● **TO DO**:
Can you copy out, word for word, the lines of the records below from the line with "the monitor screen?" to the line with "pixel 459 76", including both of those lines and nothing else?

** begin INPUT ROWS **

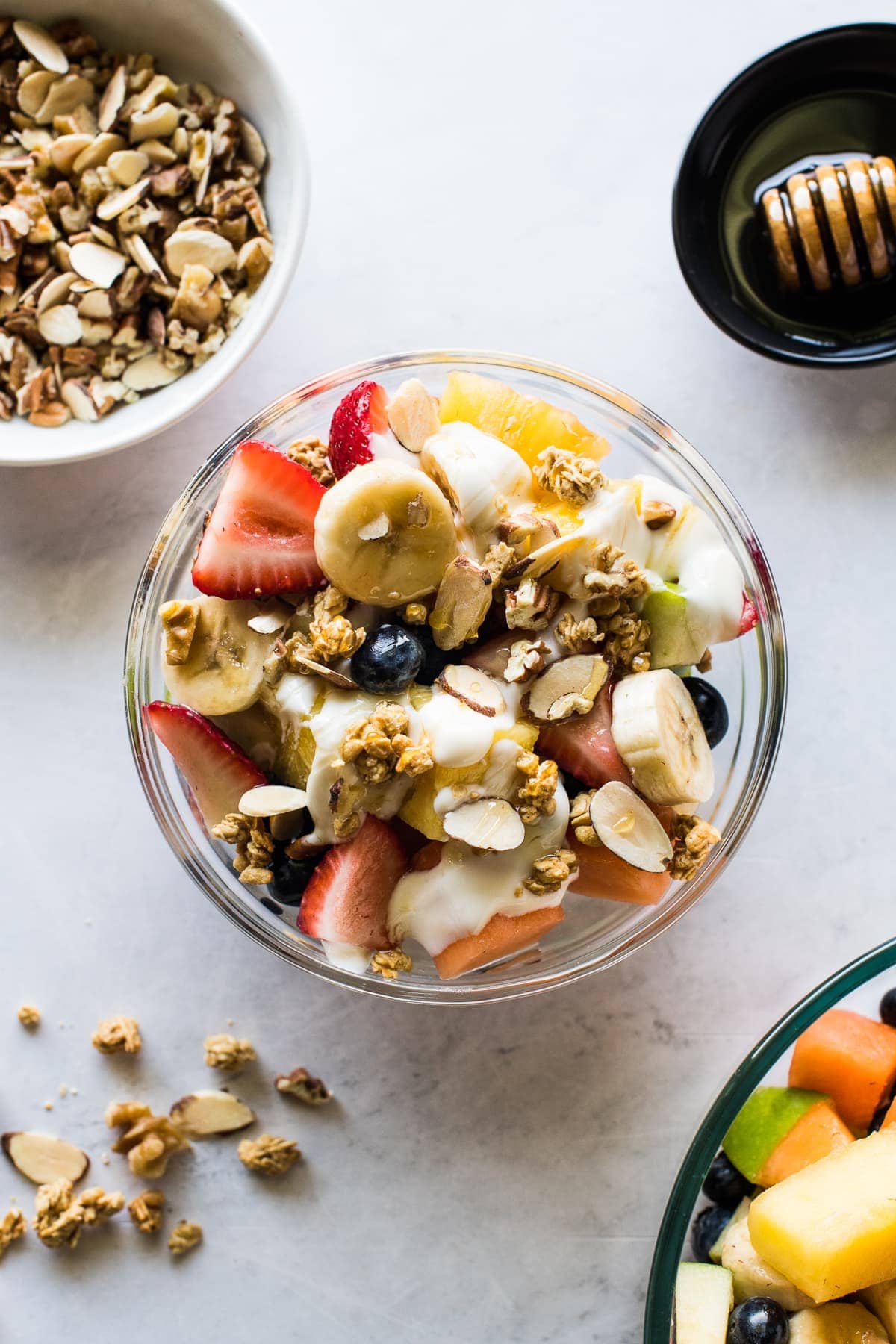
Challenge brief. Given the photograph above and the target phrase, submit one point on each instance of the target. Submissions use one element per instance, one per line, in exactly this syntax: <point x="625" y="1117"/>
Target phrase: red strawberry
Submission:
<point x="260" y="538"/>
<point x="748" y="617"/>
<point x="359" y="414"/>
<point x="348" y="894"/>
<point x="585" y="746"/>
<point x="215" y="769"/>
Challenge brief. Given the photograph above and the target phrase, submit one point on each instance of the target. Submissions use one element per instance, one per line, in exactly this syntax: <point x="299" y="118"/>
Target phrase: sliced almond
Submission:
<point x="487" y="824"/>
<point x="567" y="687"/>
<point x="626" y="826"/>
<point x="43" y="1157"/>
<point x="40" y="45"/>
<point x="100" y="265"/>
<point x="269" y="800"/>
<point x="210" y="1112"/>
<point x="376" y="529"/>
<point x="473" y="687"/>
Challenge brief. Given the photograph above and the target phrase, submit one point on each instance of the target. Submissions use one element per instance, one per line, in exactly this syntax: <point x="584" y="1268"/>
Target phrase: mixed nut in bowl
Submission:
<point x="153" y="194"/>
<point x="408" y="676"/>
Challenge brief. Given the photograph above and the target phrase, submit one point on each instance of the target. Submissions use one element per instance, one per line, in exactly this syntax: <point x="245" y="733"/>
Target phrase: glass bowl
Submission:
<point x="860" y="986"/>
<point x="750" y="672"/>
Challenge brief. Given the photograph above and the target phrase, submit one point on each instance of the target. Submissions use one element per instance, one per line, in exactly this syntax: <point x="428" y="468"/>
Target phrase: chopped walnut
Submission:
<point x="179" y="623"/>
<point x="527" y="658"/>
<point x="184" y="1236"/>
<point x="573" y="479"/>
<point x="581" y="819"/>
<point x="148" y="1140"/>
<point x="228" y="1053"/>
<point x="574" y="635"/>
<point x="312" y="453"/>
<point x="531" y="606"/>
<point x="254" y="847"/>
<point x="388" y="964"/>
<point x="551" y="871"/>
<point x="117" y="1034"/>
<point x="60" y="1214"/>
<point x="381" y="747"/>
<point x="536" y="796"/>
<point x="301" y="1085"/>
<point x="11" y="1229"/>
<point x="692" y="839"/>
<point x="269" y="1155"/>
<point x="147" y="1209"/>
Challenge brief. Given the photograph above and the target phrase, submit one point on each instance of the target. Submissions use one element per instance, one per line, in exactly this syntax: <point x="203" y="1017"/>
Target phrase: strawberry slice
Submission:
<point x="348" y="894"/>
<point x="585" y="746"/>
<point x="359" y="414"/>
<point x="215" y="769"/>
<point x="748" y="617"/>
<point x="260" y="538"/>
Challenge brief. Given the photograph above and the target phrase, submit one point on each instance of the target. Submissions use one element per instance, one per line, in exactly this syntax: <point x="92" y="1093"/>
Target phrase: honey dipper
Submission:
<point x="833" y="226"/>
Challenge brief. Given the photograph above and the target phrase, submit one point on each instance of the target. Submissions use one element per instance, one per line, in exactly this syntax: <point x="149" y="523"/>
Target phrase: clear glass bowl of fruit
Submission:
<point x="430" y="703"/>
<point x="781" y="1228"/>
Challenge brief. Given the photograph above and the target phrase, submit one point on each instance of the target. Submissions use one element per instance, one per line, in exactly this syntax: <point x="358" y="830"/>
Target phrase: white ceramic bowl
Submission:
<point x="213" y="42"/>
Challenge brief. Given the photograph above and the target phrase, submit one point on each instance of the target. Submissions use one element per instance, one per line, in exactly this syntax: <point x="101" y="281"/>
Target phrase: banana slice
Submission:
<point x="225" y="665"/>
<point x="385" y="534"/>
<point x="626" y="826"/>
<point x="660" y="737"/>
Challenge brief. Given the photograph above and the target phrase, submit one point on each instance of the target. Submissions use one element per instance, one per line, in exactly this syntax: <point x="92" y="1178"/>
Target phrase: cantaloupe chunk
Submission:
<point x="815" y="1136"/>
<point x="849" y="1058"/>
<point x="501" y="936"/>
<point x="839" y="1323"/>
<point x="523" y="423"/>
<point x="830" y="1229"/>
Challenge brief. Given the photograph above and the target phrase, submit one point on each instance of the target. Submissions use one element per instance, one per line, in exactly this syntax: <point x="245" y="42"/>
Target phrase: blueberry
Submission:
<point x="758" y="1322"/>
<point x="724" y="1184"/>
<point x="707" y="1229"/>
<point x="711" y="707"/>
<point x="388" y="660"/>
<point x="290" y="877"/>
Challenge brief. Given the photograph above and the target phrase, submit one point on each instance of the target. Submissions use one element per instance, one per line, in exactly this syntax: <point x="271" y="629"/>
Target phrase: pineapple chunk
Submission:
<point x="830" y="1229"/>
<point x="523" y="423"/>
<point x="839" y="1323"/>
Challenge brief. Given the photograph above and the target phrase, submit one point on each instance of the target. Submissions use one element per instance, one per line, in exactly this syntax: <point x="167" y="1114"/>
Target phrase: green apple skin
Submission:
<point x="762" y="1122"/>
<point x="704" y="1297"/>
<point x="672" y="641"/>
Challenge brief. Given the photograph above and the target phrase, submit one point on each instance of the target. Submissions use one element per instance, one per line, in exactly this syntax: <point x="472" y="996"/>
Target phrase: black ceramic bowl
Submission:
<point x="822" y="99"/>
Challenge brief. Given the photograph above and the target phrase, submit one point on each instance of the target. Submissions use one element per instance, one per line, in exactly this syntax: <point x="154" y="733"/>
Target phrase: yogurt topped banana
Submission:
<point x="464" y="655"/>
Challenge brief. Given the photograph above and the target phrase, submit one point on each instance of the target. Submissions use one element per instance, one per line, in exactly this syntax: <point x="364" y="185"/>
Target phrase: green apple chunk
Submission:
<point x="762" y="1122"/>
<point x="704" y="1298"/>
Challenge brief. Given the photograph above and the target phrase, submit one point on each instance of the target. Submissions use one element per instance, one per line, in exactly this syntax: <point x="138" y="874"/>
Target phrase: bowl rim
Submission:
<point x="699" y="290"/>
<point x="773" y="680"/>
<point x="750" y="1073"/>
<point x="260" y="315"/>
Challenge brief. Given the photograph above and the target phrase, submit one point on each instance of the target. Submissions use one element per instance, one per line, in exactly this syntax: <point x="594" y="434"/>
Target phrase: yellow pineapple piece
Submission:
<point x="523" y="423"/>
<point x="830" y="1229"/>
<point x="839" y="1323"/>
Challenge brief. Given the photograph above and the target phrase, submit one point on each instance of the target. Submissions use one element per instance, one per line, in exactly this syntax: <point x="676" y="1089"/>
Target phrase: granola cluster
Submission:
<point x="379" y="746"/>
<point x="132" y="233"/>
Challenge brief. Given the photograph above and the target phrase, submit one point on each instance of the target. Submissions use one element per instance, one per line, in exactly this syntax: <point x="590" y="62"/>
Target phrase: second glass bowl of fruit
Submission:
<point x="782" y="1223"/>
<point x="438" y="688"/>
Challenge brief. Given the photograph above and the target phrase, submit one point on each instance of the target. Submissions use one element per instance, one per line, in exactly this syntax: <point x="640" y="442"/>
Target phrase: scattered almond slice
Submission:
<point x="487" y="824"/>
<point x="211" y="1112"/>
<point x="473" y="687"/>
<point x="43" y="1157"/>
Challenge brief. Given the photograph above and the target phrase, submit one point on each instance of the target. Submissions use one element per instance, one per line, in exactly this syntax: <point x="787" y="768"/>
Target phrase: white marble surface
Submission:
<point x="494" y="1174"/>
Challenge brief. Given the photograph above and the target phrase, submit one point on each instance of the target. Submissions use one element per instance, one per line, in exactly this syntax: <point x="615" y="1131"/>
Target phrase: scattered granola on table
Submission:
<point x="132" y="230"/>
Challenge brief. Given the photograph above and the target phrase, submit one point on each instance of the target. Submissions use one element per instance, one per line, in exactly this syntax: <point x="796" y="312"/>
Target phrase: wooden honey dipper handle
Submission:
<point x="833" y="226"/>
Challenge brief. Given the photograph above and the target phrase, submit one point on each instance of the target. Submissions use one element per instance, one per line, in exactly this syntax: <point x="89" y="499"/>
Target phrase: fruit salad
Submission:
<point x="438" y="671"/>
<point x="798" y="1239"/>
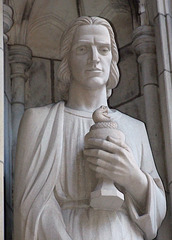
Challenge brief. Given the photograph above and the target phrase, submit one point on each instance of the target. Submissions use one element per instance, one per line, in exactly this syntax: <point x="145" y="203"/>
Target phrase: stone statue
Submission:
<point x="106" y="196"/>
<point x="55" y="174"/>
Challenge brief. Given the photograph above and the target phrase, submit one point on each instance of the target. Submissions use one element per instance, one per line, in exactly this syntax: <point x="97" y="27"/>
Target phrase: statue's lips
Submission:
<point x="94" y="70"/>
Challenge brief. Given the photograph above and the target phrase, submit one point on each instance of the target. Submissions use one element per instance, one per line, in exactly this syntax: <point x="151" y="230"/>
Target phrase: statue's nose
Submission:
<point x="94" y="55"/>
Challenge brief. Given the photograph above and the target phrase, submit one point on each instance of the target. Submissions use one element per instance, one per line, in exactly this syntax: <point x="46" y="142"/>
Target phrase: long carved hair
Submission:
<point x="64" y="73"/>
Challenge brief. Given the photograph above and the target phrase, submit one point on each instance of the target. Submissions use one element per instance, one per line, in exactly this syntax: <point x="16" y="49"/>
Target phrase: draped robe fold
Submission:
<point x="38" y="162"/>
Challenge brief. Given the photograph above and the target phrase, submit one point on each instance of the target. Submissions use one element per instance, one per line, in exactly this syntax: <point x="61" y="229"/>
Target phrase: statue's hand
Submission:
<point x="113" y="159"/>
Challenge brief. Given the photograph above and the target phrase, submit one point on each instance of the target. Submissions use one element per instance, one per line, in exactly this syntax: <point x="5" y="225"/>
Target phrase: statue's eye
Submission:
<point x="81" y="50"/>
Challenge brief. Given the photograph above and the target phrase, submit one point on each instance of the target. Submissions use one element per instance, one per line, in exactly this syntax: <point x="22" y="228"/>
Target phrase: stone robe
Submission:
<point x="53" y="181"/>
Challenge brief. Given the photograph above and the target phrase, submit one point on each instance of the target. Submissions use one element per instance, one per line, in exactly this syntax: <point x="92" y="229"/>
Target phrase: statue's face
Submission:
<point x="91" y="56"/>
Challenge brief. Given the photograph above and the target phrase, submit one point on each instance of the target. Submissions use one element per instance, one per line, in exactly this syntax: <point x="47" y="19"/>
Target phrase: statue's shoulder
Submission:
<point x="131" y="121"/>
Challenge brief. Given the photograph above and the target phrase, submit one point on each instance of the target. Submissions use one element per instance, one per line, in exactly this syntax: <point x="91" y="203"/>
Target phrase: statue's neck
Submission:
<point x="86" y="99"/>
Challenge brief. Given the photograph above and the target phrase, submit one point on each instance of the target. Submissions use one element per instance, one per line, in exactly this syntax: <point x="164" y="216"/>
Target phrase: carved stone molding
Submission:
<point x="7" y="20"/>
<point x="144" y="42"/>
<point x="20" y="58"/>
<point x="145" y="48"/>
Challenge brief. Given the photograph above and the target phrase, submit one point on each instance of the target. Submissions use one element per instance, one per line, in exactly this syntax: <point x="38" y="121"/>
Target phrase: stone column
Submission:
<point x="144" y="45"/>
<point x="5" y="25"/>
<point x="20" y="60"/>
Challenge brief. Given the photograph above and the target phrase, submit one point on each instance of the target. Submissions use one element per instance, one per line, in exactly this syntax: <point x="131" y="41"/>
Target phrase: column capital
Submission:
<point x="20" y="58"/>
<point x="7" y="20"/>
<point x="144" y="42"/>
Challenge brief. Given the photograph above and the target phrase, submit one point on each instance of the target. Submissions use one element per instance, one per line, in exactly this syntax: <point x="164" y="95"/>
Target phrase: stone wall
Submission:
<point x="133" y="95"/>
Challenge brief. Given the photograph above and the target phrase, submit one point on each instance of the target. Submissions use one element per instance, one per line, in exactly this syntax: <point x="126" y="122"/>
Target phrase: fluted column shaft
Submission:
<point x="5" y="25"/>
<point x="20" y="61"/>
<point x="144" y="45"/>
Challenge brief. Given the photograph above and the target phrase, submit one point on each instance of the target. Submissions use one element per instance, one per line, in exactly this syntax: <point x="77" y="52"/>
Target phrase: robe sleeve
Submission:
<point x="150" y="219"/>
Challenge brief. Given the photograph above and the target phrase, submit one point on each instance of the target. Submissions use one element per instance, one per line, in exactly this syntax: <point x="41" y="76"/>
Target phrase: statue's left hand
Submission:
<point x="113" y="159"/>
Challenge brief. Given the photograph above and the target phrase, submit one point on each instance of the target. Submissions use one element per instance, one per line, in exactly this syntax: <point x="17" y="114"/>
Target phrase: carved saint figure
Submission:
<point x="55" y="174"/>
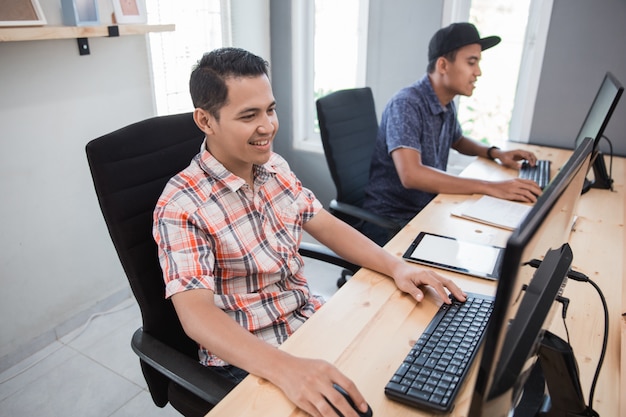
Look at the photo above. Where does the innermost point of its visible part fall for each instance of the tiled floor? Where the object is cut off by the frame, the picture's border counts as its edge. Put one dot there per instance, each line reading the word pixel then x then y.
pixel 94 372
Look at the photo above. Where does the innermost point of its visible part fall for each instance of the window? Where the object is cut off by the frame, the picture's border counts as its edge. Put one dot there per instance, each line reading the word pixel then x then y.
pixel 330 41
pixel 199 29
pixel 486 115
pixel 502 105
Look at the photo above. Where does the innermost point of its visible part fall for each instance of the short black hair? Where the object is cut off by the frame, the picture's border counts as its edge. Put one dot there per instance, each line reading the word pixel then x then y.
pixel 450 56
pixel 207 84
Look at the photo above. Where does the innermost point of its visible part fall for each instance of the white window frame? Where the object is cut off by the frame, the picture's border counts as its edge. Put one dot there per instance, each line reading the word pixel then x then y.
pixel 305 136
pixel 532 60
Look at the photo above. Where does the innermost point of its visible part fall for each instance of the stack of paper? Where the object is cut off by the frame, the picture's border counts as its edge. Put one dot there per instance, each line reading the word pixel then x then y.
pixel 493 211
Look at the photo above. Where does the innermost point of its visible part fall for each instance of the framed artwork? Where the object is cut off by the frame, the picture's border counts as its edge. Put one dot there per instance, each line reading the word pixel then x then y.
pixel 129 11
pixel 21 13
pixel 80 12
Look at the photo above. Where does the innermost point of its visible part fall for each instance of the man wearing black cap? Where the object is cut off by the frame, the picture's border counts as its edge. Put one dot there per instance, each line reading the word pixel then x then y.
pixel 419 126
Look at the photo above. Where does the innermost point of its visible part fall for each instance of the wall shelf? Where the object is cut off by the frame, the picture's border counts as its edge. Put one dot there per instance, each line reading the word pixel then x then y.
pixel 80 33
pixel 73 32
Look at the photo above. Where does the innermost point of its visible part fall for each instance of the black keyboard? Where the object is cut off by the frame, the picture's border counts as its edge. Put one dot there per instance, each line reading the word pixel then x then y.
pixel 432 373
pixel 540 173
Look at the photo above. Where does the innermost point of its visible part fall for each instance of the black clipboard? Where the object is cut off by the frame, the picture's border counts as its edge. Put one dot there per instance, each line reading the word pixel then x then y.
pixel 452 254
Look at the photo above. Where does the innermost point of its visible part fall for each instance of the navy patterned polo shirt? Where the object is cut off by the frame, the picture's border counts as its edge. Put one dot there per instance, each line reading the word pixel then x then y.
pixel 414 118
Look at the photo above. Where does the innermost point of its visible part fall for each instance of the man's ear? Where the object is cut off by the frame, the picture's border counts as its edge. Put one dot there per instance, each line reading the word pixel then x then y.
pixel 203 120
pixel 441 65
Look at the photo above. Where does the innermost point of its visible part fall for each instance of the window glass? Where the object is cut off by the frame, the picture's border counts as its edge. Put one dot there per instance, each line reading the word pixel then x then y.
pixel 486 115
pixel 336 34
pixel 173 54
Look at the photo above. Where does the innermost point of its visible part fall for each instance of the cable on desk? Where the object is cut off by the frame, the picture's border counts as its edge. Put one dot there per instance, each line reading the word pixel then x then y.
pixel 577 276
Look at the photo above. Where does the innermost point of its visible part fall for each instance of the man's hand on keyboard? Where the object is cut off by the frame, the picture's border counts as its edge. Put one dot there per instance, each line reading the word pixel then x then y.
pixel 512 158
pixel 410 278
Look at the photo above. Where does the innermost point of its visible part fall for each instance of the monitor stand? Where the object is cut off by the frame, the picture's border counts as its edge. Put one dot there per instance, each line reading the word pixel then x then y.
pixel 602 180
pixel 556 372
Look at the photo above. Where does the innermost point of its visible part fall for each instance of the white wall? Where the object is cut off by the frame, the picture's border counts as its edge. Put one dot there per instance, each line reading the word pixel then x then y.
pixel 57 264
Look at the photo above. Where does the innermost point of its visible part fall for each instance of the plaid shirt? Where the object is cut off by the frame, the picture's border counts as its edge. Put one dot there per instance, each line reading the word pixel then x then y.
pixel 216 233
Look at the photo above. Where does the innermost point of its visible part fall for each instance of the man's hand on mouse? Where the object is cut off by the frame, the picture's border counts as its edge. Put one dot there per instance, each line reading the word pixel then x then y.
pixel 310 385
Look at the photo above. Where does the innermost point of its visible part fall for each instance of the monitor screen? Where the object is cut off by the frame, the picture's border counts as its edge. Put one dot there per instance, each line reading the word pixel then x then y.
pixel 594 125
pixel 511 342
pixel 601 110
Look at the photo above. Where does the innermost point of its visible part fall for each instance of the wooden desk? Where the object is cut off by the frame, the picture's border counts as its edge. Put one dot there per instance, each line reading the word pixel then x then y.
pixel 368 326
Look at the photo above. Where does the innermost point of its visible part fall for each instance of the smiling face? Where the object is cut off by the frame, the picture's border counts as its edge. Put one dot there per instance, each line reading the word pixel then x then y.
pixel 247 124
pixel 459 76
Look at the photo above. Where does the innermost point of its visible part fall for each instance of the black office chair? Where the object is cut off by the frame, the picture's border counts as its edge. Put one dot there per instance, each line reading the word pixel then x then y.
pixel 130 168
pixel 348 127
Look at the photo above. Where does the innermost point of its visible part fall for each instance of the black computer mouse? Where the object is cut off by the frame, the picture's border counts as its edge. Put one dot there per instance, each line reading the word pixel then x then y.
pixel 368 413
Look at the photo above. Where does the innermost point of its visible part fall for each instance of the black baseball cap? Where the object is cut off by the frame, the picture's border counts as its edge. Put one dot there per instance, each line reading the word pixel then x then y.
pixel 456 36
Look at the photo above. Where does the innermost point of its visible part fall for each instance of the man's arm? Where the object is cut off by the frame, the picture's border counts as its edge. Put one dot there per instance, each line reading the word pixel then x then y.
pixel 306 382
pixel 414 175
pixel 510 159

** end INPUT ROWS **

● **ANSWER TO THE EXERCISE**:
Look at the photo above. Where does the innermost point of its visible part fall for each instance of the monitor screen? Where the object is cut off by the frame, the picture's border counts as its edge. Put one dot there per instance, each line reading the word pixel then x then y.
pixel 594 125
pixel 511 342
pixel 601 110
Look at the photo above. Where does the innermost point of its visible part fall for each instance of the wooden desk? Where the object is cut off by the frame, the picture's border counts as its edge. Put one dot there per instance, each line reading the word pixel then x then y.
pixel 368 326
Look at the photo above. Where does the innermost point of its visible part fall for each instance of the smiling face? Where the object is cut off by the frame, the picture's border counts as its edge. Put one dot there per instance, each line reading the word pixel then x then y.
pixel 247 124
pixel 459 76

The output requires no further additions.